##### Document passage #####
Sequential detection of a partially known transient signal for air quality monitoring
ABG-130090 | Thesis topic | |
2025-03-26 | Public funding alone (i.e. government, region, European, international organization research grant) |

- Data science (storage, security, measurement, analysis)
Topic description
Air quality monitoring is a major societal challenge. The World Health Organization (WHO) estimates that air pollution is responsible for approximately 7 million deaths per year. To address this issue, numerous pollutant measurement stations (monitoring fine particles, nitrogen dioxide, ozone, sulfur dioxide, carbon monoxide, and volatile organic compounds) have been deployed. While these stations provide precise measurements and allow for macroscopic pollution detection, their limited number prevents localized detection within urban areas. The high cost and bulkiness of these stations hinder their widespread deployment.
To enable local pollution detection, low-cost micro-sensors have emerged. These sensors are significantly less accurate than fixed monitoring stations but are inexpensive and easy to install. Combining data from multiple micro-sensors and integrating them with fixed stations could provide more reliable and extensive pollution monitoring in cities. However, determining the optimal method for combining these different sources to produce meaningful results remains a challenge.
Many approaches using black-box algorithms (such as Machine Learning and Deep Learning) have been developed for this problem ([1], [2]). However, the interpretability and explainability of these models remain open questions.
In collaboration with our partner AtMO Grand Est, we have developed exploratory research on sequential detection algorithms capable of combining multiple fixed stations to achieve more accurate results than a single station alone ([3], [4], [5]). These algorithms can detect anomalies with high probability while maintaining a false alarm rate predefined by the operator. However, applying these algorithms to micro-sensors requires further research, particularly in modeling the pollutant measurements from these devices.
##### Recorded data #####
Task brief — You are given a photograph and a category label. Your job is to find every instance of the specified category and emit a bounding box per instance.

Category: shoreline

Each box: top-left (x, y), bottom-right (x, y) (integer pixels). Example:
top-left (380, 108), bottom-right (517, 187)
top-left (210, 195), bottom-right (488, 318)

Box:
#####
● Exercise tasks
1/ Print every line of the dataset items without changing anything.
2/ Please carry on the air quality monitoring thesis topic, starting right after its last sentence.
The air quality thesis topic and the dataset items are two unrelated pieces of material.

● Exercise results
1/
Task brief — You are given a photograph and a category label. Your job is to find every instance of the specified category and emit a bounding box per instance.

Category: shoreline

Each box: top-left (x, y), bottom-right (x, y) (integer pixels). Example:
top-left (380, 108), bottom-right (517, 187)
top-left (210, 195), bottom-right (488, 318)

Box:

2/
Additionally, it is essential to study how to sequentially detect pollution events when the pollution profile is uncertain. This study will account for variations in micro-sensor performance across different environmental conditions.
Ultimately, the proposed methods for air pollution detection and localization could contribute to a broader decision-making framework, helping to identify and target pollution hotspots, whether from specific zones or industrial sources. This could enable real-time local interventions to improve air quality.
References
[1] N. H. Motlagh et al., "Toward Massive Scale Air Quality Monitoring," in IEEE Communications Magazine, vol. 58, no. 2, pp. 54-59, February 2020, doi: 10.1109/MCOM.001.1900515.
[2] D. Zhang and S. S. Woo, "Real Time Localized Air Quality Monitoring and Prediction Through Mobile and Fixed IoT Sensing Network," in IEEE Access, vol. 8, pp. 89584-89594, 2020, doi: 10.1109/ACCESS.2020.2993547.
[3] F. E. Mana, B. K. Guépié, I. Nikiforov, "Centralized and Decentralized Strategies for Sequential Detection of Transient Changes," IFAC-PapersOnLine, vol. 55, issue 6, 2022, pp. 360-365.
[4] F. E. Mana, B. K. Guépié, R. Deprost, E. Herber, I. Nikiforov, "Air Pollution Monitoring by Sequential Detection of Transient Changes," IFAC-PapersOnLine, vol. 55, issue 5, 2022, pp. 60-65.
[5] F. E. Mana, B. K. Guépié & I. Nikiforov (2023) "Sequential Detection of an Arbitrary Transient Change Profile by the FMA Test," Sequential Analysis, DOI: 10.1080/07474946.2023.2171056.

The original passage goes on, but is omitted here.